> Supplied records:
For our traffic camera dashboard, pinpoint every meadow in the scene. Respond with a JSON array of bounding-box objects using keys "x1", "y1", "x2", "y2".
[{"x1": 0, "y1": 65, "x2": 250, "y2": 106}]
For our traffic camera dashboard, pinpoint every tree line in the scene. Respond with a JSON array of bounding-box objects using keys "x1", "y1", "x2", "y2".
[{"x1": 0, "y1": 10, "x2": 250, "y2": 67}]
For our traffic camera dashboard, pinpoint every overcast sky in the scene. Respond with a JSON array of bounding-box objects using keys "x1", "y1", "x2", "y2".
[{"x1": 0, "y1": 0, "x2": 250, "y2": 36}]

> Set exercise: Rescale all of the lines above by reproducing each one, requests included, with every bounding-box coordinate in the answers multiplied by 0.45 and rounded to the nearest whole number, with halves rounded up.

> Finished task:
For our traffic camera dashboard, pinpoint every meadow in the scene. Respond with a JSON array of bounding-box objects using keys "x1", "y1", "x2", "y2".
[{"x1": 0, "y1": 29, "x2": 113, "y2": 48}]
For our traffic camera dashboard, pinpoint every tree line in the scene. Respond with a JSON array of bounding-box objects using keys "x1", "y1", "x2", "y2".
[{"x1": 0, "y1": 5, "x2": 113, "y2": 30}]
For our traffic camera dashboard, pinpoint every overcast sky in the scene. Respond with a JSON array of bounding-box objects using keys "x1", "y1", "x2", "y2".
[{"x1": 0, "y1": 0, "x2": 113, "y2": 16}]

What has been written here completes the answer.